=== EXERCISE PROMPT ===
Your answer must be every line of the data that holds the string "positive".

-- Opening Marker --

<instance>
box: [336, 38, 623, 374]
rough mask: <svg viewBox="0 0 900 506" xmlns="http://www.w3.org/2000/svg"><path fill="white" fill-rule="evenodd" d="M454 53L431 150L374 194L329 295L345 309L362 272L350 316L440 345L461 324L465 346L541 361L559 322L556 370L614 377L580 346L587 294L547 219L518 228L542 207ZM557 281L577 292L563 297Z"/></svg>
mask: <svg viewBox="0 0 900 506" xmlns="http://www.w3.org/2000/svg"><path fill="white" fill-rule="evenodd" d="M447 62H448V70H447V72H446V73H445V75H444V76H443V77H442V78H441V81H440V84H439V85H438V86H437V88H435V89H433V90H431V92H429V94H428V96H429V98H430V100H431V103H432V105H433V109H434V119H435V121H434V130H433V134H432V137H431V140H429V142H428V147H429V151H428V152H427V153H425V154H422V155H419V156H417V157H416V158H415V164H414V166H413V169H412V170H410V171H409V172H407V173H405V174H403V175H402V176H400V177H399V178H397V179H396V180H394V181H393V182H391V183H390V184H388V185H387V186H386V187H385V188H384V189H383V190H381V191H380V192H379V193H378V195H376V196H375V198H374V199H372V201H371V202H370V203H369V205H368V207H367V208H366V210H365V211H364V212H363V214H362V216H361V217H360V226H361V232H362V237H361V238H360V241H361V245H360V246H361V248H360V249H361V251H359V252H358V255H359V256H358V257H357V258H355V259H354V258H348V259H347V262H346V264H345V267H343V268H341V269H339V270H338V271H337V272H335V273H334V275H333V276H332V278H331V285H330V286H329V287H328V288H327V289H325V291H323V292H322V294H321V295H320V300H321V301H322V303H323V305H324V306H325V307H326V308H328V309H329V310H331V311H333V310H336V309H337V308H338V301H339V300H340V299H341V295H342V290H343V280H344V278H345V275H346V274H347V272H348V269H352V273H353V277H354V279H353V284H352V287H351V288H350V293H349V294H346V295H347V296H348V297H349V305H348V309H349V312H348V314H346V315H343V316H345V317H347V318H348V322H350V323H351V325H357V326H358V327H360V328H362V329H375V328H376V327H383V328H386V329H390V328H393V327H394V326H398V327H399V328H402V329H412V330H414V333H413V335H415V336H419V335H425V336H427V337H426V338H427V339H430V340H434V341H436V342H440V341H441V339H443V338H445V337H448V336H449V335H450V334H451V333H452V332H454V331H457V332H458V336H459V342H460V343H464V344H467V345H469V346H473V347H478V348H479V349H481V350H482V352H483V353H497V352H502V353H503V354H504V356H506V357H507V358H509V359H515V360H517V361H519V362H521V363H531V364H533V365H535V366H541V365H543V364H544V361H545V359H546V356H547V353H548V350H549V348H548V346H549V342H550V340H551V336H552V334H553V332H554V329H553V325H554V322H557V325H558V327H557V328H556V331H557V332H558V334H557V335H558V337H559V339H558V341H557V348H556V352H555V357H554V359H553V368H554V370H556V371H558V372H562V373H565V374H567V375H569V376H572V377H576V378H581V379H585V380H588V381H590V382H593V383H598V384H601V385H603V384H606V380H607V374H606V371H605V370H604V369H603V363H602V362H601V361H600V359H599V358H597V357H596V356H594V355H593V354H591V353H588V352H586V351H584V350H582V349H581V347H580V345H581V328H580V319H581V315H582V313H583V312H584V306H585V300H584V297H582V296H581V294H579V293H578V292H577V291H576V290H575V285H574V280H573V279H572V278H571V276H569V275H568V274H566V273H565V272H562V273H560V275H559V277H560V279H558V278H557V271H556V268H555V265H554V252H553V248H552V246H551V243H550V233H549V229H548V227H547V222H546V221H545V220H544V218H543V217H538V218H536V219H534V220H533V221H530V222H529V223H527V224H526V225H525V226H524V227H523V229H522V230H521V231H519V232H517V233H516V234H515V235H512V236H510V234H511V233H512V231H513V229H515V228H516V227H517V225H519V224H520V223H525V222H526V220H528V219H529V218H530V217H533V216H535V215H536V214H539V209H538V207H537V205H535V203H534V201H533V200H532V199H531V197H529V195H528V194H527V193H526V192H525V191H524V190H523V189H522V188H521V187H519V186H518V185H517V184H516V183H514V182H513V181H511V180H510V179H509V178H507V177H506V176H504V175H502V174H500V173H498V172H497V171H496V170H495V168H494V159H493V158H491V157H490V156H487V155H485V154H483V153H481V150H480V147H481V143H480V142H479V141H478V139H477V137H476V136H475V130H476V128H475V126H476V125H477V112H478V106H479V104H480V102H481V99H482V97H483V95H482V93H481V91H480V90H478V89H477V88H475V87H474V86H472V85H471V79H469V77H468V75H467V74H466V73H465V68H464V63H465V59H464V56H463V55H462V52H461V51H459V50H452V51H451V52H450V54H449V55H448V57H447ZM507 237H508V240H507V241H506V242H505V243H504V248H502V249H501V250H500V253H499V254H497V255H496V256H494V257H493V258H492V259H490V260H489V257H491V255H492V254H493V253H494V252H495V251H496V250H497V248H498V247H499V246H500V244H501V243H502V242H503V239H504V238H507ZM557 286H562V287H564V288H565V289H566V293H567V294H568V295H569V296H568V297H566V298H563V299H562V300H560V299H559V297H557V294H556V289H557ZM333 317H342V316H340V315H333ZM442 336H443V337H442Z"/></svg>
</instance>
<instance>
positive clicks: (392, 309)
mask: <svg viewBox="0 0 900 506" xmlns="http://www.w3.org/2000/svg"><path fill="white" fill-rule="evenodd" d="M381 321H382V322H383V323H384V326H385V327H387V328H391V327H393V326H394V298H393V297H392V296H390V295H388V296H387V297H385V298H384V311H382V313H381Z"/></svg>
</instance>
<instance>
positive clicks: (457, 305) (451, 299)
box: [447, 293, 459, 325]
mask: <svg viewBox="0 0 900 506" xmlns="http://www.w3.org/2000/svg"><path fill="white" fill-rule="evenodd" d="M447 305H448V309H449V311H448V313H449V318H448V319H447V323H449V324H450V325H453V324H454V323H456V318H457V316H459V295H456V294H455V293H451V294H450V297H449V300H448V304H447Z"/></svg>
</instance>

-- Closing Marker --

=== RESPONSE TO THIS EXERCISE ===
positive clicks: (392, 309)
positive clicks: (457, 305) (451, 299)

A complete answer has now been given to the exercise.